*** Opening of Dataset ***

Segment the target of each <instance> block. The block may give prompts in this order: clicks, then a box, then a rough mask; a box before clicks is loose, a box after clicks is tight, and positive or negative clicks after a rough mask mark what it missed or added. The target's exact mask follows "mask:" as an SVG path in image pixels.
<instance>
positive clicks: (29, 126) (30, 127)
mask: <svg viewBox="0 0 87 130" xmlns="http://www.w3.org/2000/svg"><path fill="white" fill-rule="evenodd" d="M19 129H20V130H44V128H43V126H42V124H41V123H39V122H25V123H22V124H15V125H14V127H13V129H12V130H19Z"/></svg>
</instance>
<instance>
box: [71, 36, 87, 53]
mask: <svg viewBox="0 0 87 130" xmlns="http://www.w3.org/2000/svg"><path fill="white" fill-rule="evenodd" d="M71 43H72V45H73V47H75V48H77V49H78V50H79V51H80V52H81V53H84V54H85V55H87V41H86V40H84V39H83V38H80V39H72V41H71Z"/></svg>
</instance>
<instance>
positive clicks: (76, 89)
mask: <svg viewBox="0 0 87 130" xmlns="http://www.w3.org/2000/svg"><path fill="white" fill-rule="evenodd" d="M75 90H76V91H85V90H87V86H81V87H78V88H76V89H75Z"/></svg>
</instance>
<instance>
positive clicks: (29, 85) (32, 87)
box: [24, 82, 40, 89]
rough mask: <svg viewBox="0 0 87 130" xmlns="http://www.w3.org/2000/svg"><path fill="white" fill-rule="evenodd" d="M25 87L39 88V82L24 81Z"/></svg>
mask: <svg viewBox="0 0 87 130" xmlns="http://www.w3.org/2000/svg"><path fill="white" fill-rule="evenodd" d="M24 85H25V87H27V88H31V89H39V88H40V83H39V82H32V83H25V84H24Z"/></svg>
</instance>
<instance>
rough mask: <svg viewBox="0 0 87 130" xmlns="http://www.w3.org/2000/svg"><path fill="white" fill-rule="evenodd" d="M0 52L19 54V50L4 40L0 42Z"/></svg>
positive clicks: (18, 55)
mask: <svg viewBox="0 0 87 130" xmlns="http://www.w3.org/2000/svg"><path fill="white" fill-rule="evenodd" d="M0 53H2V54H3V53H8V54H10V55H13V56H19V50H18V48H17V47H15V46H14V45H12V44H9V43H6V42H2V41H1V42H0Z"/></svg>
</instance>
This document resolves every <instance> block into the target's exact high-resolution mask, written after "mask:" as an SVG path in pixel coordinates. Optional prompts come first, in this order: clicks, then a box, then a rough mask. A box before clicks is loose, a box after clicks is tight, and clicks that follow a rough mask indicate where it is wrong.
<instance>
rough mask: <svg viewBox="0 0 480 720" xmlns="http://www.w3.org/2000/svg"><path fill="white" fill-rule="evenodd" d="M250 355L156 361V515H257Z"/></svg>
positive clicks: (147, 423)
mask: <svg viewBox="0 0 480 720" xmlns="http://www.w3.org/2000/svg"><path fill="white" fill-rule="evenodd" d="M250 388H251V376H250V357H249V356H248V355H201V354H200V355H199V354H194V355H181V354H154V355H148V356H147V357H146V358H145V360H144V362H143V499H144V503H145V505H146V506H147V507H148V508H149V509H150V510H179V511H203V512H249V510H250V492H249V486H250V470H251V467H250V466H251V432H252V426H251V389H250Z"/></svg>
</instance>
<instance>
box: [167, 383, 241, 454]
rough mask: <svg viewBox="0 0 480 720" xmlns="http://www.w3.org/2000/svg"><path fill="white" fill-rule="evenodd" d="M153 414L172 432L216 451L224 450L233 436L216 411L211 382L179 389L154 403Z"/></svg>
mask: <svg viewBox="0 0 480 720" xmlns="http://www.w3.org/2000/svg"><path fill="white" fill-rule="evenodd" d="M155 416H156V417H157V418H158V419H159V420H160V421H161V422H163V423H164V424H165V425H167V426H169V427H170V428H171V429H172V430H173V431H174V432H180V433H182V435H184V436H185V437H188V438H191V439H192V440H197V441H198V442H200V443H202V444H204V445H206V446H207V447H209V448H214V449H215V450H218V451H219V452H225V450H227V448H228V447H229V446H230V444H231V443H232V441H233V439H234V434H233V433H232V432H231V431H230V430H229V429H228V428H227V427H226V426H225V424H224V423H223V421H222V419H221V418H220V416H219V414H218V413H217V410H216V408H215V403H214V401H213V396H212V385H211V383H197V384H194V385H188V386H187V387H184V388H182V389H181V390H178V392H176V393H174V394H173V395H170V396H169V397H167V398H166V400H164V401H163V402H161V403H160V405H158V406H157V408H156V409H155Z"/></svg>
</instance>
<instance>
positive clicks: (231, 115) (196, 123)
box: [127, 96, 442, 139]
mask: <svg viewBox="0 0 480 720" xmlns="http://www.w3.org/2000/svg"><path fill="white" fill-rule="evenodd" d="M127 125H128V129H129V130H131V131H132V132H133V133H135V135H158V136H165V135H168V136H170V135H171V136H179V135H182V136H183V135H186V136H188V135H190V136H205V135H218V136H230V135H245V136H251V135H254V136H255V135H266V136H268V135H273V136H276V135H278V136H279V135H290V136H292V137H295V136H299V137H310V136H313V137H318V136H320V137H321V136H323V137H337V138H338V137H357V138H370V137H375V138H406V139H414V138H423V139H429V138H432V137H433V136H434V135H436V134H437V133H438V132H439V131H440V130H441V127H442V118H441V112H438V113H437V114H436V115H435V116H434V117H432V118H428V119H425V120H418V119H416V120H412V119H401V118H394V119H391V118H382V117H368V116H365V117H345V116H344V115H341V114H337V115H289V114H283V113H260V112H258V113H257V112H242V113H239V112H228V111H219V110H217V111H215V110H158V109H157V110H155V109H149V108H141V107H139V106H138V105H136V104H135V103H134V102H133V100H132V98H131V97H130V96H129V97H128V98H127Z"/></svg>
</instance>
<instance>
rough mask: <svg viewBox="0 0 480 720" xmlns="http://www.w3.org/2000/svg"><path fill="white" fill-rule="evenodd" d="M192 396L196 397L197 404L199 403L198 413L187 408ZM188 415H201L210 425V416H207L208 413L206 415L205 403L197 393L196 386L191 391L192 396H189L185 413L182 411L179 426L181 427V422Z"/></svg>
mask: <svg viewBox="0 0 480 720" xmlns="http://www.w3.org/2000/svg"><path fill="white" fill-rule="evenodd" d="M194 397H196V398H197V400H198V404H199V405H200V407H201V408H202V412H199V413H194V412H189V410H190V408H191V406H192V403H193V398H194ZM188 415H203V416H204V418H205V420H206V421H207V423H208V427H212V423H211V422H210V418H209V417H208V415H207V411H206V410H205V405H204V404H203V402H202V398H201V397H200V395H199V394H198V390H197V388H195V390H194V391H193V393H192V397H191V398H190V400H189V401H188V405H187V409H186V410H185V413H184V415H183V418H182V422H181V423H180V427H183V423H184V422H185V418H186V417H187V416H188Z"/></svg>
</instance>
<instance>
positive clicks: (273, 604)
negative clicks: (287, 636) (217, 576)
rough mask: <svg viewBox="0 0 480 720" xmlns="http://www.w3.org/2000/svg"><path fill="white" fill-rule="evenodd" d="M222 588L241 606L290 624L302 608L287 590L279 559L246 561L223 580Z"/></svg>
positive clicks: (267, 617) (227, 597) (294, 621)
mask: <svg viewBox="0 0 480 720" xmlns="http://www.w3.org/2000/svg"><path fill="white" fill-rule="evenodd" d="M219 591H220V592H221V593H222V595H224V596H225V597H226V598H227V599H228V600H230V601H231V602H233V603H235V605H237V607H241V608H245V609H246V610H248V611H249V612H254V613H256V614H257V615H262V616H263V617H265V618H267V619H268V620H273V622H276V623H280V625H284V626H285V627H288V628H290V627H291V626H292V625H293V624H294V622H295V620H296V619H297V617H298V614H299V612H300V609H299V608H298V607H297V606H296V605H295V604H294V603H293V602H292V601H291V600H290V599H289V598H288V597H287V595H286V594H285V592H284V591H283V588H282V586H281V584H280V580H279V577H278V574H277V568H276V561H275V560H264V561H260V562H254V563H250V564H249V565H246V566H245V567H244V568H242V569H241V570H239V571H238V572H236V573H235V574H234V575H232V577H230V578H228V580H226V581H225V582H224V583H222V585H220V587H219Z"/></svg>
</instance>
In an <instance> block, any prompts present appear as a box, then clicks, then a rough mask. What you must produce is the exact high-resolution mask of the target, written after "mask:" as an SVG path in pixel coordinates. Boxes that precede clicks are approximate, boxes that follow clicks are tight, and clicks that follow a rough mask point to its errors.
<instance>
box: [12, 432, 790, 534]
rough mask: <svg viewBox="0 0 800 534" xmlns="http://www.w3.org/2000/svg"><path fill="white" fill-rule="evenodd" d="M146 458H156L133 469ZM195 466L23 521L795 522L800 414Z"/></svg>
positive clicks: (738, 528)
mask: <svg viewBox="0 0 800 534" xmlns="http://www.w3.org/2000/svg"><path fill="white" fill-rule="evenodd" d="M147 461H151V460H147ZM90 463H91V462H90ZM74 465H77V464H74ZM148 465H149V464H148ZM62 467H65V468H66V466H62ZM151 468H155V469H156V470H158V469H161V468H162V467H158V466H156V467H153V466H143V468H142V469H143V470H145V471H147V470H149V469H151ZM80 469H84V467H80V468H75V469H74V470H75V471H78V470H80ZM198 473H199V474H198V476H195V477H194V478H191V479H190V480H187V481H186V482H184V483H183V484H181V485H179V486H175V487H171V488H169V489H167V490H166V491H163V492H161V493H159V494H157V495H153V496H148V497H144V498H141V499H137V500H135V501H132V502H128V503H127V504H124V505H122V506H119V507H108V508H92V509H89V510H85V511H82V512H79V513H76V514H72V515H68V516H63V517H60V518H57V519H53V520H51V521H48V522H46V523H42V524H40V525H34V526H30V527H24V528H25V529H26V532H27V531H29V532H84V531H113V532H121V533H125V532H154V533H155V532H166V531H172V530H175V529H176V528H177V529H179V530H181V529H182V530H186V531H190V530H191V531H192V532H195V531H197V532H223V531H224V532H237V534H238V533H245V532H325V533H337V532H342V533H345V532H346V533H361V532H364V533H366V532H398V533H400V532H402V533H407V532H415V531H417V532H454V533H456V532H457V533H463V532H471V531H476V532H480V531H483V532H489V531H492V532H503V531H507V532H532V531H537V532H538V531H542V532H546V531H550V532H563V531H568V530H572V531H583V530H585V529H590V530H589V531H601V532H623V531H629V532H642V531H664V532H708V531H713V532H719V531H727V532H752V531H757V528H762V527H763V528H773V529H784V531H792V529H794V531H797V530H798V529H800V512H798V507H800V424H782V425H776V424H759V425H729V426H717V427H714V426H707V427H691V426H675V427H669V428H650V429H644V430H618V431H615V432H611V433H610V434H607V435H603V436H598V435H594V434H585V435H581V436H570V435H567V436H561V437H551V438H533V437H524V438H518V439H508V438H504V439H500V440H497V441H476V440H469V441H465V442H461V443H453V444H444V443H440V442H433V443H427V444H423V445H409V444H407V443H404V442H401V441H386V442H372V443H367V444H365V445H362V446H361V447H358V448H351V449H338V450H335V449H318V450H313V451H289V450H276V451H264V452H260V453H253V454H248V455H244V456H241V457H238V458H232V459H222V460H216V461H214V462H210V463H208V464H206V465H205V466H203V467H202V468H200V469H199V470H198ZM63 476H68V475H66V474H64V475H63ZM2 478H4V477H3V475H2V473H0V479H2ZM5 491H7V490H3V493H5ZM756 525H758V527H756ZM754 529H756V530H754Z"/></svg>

*** Close of Dataset ***

What is required:
How many lines of the material above contain the string "negative"? Reply with the number only.

Solution to this task:
2